### DOCUMENT PASSAGE
#####

The Supreme Court on Saturday witnessed an unprecedented hearing on the issue of providing medical aid to Punjab farmer leader Jagjit Singh Dallewal, who is on fast-unto-death for over a month at Khanauri border seeking legal guarantee of minimum support price of crops among other demands.
The hearing was conducted by a vacation bench of justices Surya Kant and Sudhanshu Dhulia, which gave time till December 31 to the Punjab government to shift Dallewal to a nearby makeshift hospital, in an attempt to save his life.
The top court, normally, during winter break does not have vacation benches to conduct urgent hearings on emergent issues and sitting of a bench on Saturday is unusual.
However, the past few years have witnessed several instances when the Supreme Court constituted special benches to hear during the weekend cases dealing with matters related to personal liberty, political crisis, pollution in the national capital and even allegation of sexual harassment against a sitting Chief Justice of India.
The top court on January 27, held a special sitting after taking cognisance of an order passed by a single-judge bench of the Calcutta High Court that termed as “illegal” a division bench order in a case of alleged irregularities in admission of MBBS students in West Bengal’s state-run medical colleges and hospitals.
A five-judge bench headed by the then Chief Justice D Y Chandrachud had stayed all proceedings pending before the Calcutta High Court and issued notice to the West Bengal government and the original petitioner in the case.
This was one of the many instances when the apex court has held a special sitting on a non-working day.
On July 1 last year, the top court constituted two separate benches, one after the other, to hear a plea by activist Teesta Setalvad seeking interim protection from arrest in a case of alleged fabrication of evidence to frame innocent people in 2002 post-Godhra riot cases.
In a special late-night hearing on a Saturday, a bench headed by Justice B R Gavai questioned the denial of time to Setalvad to appeal against the high court order, saying even an ordinary criminal is entitled to some form of interim relief.

#####

### DATASET EXTRACT
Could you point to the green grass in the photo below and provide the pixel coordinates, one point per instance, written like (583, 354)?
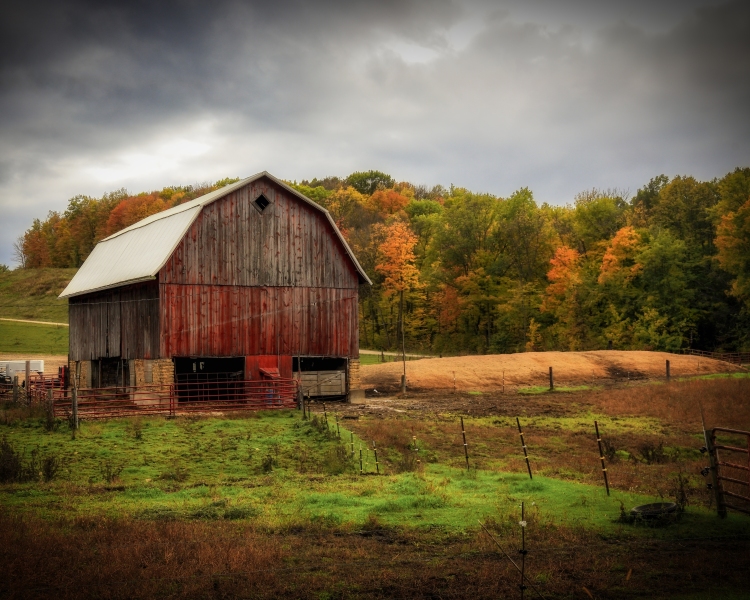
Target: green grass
(32, 294)
(33, 338)
(213, 468)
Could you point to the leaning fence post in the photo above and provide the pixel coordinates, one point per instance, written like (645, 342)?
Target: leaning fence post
(74, 396)
(50, 409)
(523, 551)
(713, 458)
(601, 456)
(28, 382)
(523, 445)
(466, 447)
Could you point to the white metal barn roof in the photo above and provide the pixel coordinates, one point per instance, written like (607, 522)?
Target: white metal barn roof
(138, 252)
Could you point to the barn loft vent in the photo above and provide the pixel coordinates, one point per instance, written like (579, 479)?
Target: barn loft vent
(261, 202)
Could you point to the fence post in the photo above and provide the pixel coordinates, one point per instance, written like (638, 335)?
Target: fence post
(466, 448)
(74, 396)
(523, 551)
(28, 382)
(523, 445)
(601, 456)
(50, 408)
(713, 459)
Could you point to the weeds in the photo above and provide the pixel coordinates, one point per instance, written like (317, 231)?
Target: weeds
(50, 468)
(268, 463)
(337, 460)
(134, 428)
(109, 472)
(610, 451)
(652, 453)
(176, 472)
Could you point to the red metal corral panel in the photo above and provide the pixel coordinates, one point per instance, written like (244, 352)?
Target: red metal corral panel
(209, 320)
(253, 365)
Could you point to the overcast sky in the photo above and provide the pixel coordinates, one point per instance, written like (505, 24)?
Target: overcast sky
(556, 95)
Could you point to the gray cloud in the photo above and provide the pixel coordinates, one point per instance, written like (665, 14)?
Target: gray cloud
(557, 96)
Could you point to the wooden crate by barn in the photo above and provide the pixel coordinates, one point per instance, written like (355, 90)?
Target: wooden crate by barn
(252, 281)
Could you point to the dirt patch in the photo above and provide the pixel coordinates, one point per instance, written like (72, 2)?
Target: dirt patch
(490, 372)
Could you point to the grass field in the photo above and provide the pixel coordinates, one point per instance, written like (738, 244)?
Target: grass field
(271, 505)
(32, 294)
(33, 338)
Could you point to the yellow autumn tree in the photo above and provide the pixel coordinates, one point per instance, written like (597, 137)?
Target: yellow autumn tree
(396, 263)
(561, 297)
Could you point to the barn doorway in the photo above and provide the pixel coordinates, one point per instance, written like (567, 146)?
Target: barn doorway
(202, 378)
(110, 373)
(322, 376)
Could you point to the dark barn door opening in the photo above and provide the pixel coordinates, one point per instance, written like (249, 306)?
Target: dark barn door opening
(209, 378)
(321, 376)
(110, 372)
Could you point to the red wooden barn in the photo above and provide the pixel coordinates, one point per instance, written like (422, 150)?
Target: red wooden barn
(253, 280)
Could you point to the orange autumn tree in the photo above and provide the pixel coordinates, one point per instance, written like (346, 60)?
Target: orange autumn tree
(561, 296)
(733, 242)
(396, 263)
(619, 259)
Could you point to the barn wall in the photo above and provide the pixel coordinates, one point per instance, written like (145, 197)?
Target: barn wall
(120, 322)
(243, 282)
(205, 320)
(289, 244)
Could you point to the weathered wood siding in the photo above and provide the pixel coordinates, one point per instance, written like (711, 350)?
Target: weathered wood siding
(120, 322)
(242, 321)
(289, 244)
(244, 282)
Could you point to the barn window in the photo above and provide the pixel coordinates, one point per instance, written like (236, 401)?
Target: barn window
(261, 202)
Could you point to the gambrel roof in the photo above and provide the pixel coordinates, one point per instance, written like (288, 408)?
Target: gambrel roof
(137, 253)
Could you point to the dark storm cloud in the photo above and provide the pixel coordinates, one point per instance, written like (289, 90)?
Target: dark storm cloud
(558, 96)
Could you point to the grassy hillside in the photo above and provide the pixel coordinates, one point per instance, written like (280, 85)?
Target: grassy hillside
(32, 294)
(33, 338)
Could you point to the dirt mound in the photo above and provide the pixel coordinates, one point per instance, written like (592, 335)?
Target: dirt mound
(485, 373)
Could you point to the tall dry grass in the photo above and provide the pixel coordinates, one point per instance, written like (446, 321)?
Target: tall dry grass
(725, 402)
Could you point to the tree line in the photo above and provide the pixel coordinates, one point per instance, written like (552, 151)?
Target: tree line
(457, 271)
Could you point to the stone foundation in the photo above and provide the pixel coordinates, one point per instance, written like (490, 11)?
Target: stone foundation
(84, 375)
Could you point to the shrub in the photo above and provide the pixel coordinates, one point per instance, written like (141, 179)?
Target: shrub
(11, 465)
(110, 472)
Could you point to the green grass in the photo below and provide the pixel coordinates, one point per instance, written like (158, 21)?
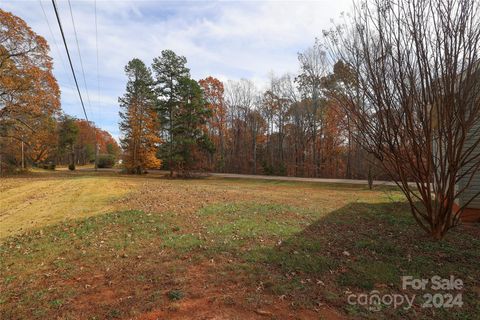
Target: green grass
(126, 263)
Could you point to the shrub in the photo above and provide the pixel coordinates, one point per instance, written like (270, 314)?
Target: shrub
(48, 166)
(106, 161)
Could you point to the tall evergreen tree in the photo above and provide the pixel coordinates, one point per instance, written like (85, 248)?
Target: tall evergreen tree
(191, 143)
(139, 124)
(168, 68)
(183, 113)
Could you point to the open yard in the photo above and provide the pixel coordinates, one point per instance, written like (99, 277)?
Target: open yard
(105, 246)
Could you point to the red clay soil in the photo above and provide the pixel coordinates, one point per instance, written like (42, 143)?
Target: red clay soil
(204, 309)
(203, 303)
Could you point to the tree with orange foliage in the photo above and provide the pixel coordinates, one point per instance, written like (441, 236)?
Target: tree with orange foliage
(29, 93)
(139, 125)
(213, 92)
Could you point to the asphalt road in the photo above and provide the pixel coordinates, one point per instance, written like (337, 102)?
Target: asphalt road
(277, 178)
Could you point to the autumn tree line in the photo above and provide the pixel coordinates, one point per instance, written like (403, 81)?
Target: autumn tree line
(292, 127)
(33, 129)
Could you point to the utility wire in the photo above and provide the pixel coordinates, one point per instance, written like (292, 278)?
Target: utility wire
(98, 77)
(80, 57)
(96, 45)
(69, 58)
(56, 44)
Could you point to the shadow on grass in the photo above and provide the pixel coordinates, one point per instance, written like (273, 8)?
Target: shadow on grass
(363, 247)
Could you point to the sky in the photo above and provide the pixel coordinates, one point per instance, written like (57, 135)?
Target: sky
(226, 40)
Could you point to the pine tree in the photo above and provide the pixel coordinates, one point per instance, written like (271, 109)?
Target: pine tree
(191, 142)
(139, 125)
(169, 68)
(182, 112)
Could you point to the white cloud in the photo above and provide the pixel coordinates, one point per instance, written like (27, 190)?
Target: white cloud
(228, 40)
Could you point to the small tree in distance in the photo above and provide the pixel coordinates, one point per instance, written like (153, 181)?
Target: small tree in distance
(409, 79)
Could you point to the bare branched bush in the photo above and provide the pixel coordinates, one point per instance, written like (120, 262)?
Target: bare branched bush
(413, 92)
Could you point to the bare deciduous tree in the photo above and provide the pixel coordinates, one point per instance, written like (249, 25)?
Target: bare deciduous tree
(415, 97)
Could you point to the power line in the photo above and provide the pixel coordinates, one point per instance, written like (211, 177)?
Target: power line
(98, 77)
(80, 56)
(69, 58)
(56, 44)
(96, 45)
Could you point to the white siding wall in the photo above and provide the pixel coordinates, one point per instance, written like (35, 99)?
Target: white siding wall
(474, 187)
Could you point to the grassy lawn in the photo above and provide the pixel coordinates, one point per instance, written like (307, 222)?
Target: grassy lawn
(152, 248)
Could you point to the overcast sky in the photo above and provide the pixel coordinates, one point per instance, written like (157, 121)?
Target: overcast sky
(227, 40)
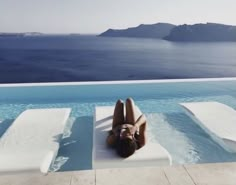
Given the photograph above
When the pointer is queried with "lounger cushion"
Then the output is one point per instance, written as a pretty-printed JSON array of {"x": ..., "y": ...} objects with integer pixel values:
[
  {"x": 217, "y": 119},
  {"x": 32, "y": 141},
  {"x": 152, "y": 154}
]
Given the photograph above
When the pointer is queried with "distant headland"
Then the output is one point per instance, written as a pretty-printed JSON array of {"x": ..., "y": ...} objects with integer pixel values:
[
  {"x": 3, "y": 34},
  {"x": 182, "y": 33}
]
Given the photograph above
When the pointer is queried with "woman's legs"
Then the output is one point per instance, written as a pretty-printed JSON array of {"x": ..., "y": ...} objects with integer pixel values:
[
  {"x": 118, "y": 116},
  {"x": 130, "y": 111}
]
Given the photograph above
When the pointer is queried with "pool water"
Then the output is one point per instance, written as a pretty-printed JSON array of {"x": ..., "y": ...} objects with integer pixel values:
[{"x": 167, "y": 122}]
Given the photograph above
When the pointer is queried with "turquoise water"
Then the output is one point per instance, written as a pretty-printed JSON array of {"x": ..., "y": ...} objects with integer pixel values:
[{"x": 168, "y": 124}]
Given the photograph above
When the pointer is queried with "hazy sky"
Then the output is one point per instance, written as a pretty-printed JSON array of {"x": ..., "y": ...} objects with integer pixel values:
[{"x": 95, "y": 16}]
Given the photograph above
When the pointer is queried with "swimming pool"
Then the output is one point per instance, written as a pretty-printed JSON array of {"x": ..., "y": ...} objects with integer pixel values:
[{"x": 158, "y": 99}]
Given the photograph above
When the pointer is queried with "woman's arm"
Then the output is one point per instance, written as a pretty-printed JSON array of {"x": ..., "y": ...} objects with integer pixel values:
[{"x": 141, "y": 125}]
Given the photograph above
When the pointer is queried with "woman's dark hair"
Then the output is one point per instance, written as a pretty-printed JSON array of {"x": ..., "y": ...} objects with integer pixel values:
[{"x": 126, "y": 147}]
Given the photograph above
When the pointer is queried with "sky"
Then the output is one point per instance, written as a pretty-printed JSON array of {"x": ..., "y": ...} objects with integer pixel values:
[{"x": 96, "y": 16}]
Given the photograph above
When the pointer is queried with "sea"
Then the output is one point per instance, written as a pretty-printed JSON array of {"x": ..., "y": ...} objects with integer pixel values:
[{"x": 63, "y": 58}]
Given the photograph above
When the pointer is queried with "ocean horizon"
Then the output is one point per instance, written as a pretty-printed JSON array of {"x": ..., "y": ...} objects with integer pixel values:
[{"x": 64, "y": 58}]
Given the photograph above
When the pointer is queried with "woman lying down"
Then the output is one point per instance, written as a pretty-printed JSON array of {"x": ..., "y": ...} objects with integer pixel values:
[{"x": 127, "y": 134}]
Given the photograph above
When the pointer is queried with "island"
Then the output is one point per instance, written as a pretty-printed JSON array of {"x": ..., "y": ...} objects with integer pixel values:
[
  {"x": 26, "y": 34},
  {"x": 202, "y": 32},
  {"x": 158, "y": 30}
]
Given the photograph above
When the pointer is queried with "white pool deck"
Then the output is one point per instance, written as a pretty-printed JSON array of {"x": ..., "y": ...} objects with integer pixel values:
[
  {"x": 196, "y": 174},
  {"x": 199, "y": 174}
]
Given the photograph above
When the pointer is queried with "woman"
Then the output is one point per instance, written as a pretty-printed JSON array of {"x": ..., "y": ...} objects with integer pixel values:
[{"x": 127, "y": 134}]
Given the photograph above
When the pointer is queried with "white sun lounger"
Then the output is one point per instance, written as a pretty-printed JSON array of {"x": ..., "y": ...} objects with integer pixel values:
[
  {"x": 31, "y": 143},
  {"x": 152, "y": 154},
  {"x": 217, "y": 119}
]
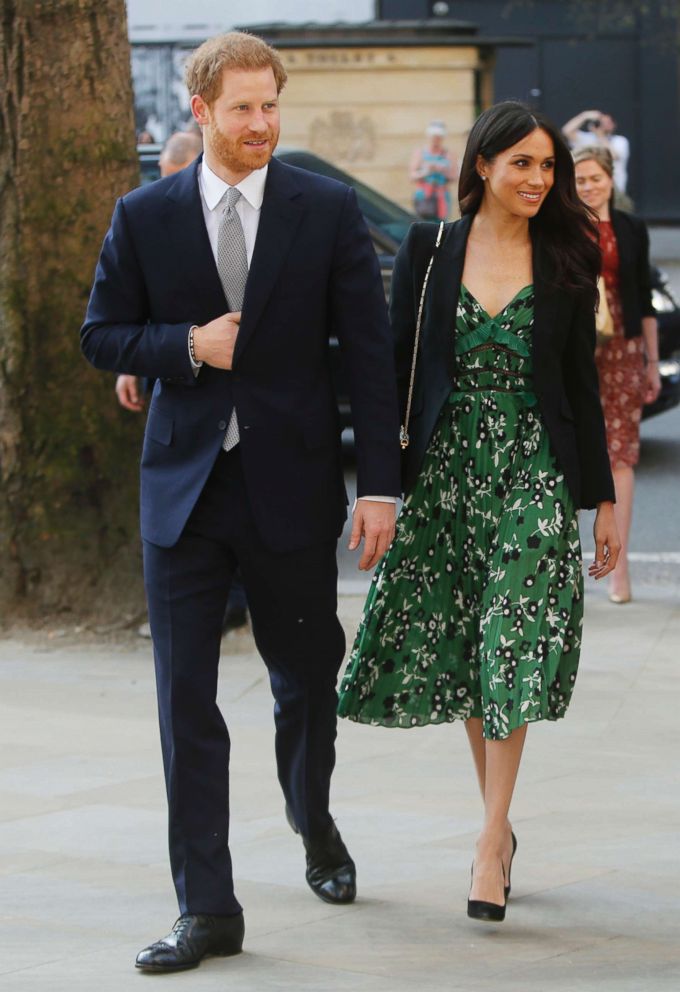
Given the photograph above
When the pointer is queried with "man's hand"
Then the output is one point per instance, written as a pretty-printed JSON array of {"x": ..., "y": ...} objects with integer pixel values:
[
  {"x": 214, "y": 343},
  {"x": 127, "y": 391},
  {"x": 375, "y": 521}
]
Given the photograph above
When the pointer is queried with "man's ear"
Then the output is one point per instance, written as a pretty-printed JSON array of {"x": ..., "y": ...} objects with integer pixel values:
[{"x": 200, "y": 109}]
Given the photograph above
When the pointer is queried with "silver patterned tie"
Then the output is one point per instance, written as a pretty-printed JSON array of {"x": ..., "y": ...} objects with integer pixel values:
[{"x": 232, "y": 266}]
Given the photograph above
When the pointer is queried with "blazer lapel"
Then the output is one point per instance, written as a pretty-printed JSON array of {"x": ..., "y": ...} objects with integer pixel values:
[
  {"x": 444, "y": 289},
  {"x": 189, "y": 238},
  {"x": 282, "y": 211}
]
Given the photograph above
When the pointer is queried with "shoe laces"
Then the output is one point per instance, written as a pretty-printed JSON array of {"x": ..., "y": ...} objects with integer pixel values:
[{"x": 182, "y": 925}]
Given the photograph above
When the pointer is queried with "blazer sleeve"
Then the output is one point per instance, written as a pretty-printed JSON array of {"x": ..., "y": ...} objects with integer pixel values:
[
  {"x": 359, "y": 319},
  {"x": 583, "y": 392},
  {"x": 403, "y": 315},
  {"x": 643, "y": 273},
  {"x": 117, "y": 334}
]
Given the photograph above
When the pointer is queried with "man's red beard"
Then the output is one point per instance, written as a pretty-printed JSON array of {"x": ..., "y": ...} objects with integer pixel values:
[{"x": 234, "y": 154}]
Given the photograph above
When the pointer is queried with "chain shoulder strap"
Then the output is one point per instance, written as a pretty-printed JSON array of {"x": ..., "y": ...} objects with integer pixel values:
[{"x": 403, "y": 433}]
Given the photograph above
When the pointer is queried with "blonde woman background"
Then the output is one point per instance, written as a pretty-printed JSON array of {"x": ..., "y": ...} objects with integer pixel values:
[{"x": 628, "y": 364}]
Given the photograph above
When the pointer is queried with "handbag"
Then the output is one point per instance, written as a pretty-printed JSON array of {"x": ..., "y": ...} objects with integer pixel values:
[
  {"x": 403, "y": 433},
  {"x": 604, "y": 322}
]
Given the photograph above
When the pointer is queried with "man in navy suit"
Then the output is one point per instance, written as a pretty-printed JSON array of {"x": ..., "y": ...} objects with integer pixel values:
[{"x": 242, "y": 461}]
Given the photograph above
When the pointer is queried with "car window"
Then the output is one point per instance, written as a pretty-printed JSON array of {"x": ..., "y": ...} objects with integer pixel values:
[{"x": 378, "y": 210}]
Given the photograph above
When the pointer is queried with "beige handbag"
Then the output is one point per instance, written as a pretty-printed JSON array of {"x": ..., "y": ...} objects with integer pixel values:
[
  {"x": 604, "y": 322},
  {"x": 403, "y": 433}
]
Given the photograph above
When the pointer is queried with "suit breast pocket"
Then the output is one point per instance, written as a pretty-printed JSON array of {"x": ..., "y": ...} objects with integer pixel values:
[{"x": 159, "y": 427}]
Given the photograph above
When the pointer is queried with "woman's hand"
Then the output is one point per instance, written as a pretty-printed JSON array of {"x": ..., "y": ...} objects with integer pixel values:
[
  {"x": 652, "y": 382},
  {"x": 607, "y": 541}
]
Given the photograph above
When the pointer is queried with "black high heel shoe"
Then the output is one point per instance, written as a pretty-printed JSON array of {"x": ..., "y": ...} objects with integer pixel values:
[
  {"x": 514, "y": 848},
  {"x": 487, "y": 912}
]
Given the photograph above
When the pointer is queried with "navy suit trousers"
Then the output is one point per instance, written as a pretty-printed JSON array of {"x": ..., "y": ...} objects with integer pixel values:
[{"x": 292, "y": 598}]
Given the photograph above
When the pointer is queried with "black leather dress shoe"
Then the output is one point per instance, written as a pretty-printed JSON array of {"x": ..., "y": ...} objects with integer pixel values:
[
  {"x": 331, "y": 874},
  {"x": 193, "y": 937}
]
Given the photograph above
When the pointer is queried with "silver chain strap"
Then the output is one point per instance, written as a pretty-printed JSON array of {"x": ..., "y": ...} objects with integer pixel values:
[{"x": 403, "y": 433}]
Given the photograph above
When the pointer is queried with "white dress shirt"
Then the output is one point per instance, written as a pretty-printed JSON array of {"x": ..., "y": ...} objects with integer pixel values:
[{"x": 248, "y": 207}]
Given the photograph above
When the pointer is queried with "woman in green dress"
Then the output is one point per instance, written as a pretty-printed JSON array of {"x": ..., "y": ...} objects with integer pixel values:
[{"x": 475, "y": 611}]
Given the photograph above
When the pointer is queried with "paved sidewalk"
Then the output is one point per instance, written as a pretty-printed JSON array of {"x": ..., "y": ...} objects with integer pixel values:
[{"x": 84, "y": 881}]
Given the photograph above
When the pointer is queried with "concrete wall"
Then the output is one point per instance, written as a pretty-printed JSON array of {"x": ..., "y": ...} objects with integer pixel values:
[{"x": 365, "y": 109}]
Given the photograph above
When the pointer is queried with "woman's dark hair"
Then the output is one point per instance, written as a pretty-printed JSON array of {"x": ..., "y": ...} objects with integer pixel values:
[{"x": 564, "y": 231}]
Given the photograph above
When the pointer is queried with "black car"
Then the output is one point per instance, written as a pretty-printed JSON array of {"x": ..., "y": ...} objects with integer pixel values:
[{"x": 388, "y": 223}]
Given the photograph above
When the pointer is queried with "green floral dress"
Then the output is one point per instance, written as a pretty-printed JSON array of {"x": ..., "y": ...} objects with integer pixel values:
[{"x": 476, "y": 609}]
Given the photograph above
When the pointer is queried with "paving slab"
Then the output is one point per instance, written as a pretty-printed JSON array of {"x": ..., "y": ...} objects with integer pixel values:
[{"x": 84, "y": 880}]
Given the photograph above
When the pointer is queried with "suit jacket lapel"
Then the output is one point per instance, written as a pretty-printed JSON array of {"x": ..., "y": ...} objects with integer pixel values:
[
  {"x": 282, "y": 211},
  {"x": 189, "y": 237}
]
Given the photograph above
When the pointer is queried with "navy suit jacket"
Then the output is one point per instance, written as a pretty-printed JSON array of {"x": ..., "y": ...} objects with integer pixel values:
[
  {"x": 563, "y": 346},
  {"x": 314, "y": 273}
]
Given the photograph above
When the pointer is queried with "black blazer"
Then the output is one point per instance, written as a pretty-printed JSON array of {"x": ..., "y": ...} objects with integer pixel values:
[
  {"x": 314, "y": 273},
  {"x": 565, "y": 376},
  {"x": 635, "y": 289}
]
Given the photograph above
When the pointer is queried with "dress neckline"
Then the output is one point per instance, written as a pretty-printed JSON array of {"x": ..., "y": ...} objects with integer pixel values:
[{"x": 508, "y": 304}]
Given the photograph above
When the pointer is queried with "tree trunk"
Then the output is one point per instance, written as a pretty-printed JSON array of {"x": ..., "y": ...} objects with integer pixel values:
[{"x": 68, "y": 453}]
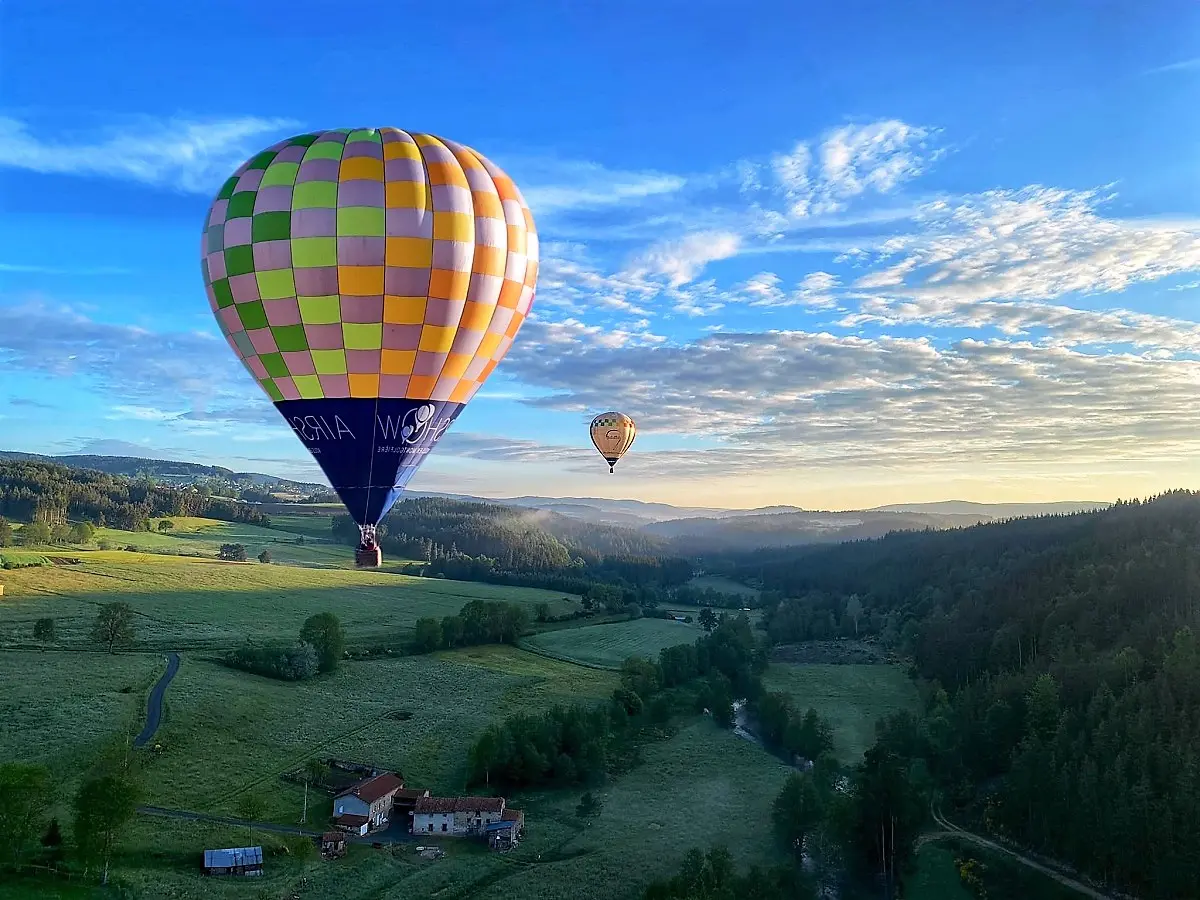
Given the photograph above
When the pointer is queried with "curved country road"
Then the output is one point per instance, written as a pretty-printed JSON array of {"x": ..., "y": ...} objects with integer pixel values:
[
  {"x": 154, "y": 706},
  {"x": 1065, "y": 880}
]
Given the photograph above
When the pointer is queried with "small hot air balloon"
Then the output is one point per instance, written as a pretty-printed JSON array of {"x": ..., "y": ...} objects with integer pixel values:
[
  {"x": 613, "y": 435},
  {"x": 370, "y": 280}
]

#####

### PROBLEMS AND TASKS
[a] Translate this sentence from the article on weekend Supreme Court hearings into Spanish: "This was one of the many instances when the apex court has held a special sitting on a non-working day."
[b] In the article on weekend Supreme Court hearings, which two justices made up the vacation bench that heard the matter of medical aid for Jagjit Singh Dallewal?
[c] Write a continuation of the article on weekend Supreme Court hearings, picking up after its last sentence.
The records are separate material that has nothing to do with the article.

### REPLIES
[a] Este fue uno de los muchos casos en que el máximo tribunal ha celebrado una sesión especial en un día no laborable.

[b] Justices Surya Kant and Sudhanshu Dhulia.

[c]
The three-judge bench heard the matter in a special sitting after a two-judge vacation bench differed on granting Setalvad interim protection from arrest.
In 2023, the apex court took suo motu (on its own) cognisance and stayed on a Saturday an Allahabad High Court order asking the head of the Department of Astrology, Lucknow University, to decide whether a woman, an alleged rape victim, is ‘Manglik’ or not.
In Indian astrological tradition, a marriage between a person with Manglik ‘dosha’ and another who doesn’t have such ‘dosha’ (defect or imbalance caused by planetary positions) is considered inauspicious.
A special bench of justices M R Shah (since retired) and Bela M Trivedi had assembled on October 15, 2022, a Saturday, to suspend a Bombay High Court decision to discharge ex-Delhi University professor G N Saibaba in a case linking him to banned Maoist rebels.
A bench headed by the then Chief Justice of India, N V Ramana, had assembled on November 13, 2021, also a Saturday, to direct the Centre and the Delhi government to take emergency measures, even proposing a two-day lockdown, to bring the air quality in the capital back to normal.
Apex court judges have also held sittings on Sundays.
A three-judge bench heard an urgent petition filed by the Congress, Nationalist Congress Party and Shiv Sena against the swearing-in of BJP leader Devendra Fadnavis as the Maharashtra chief minister on November 24, 2019, a Sunday.
The then chief justice of India, Ranjan Gogoi, held a special hearing on April 20, 2019 to probe a larger conspiracy behind sexual harassment allegations against himself.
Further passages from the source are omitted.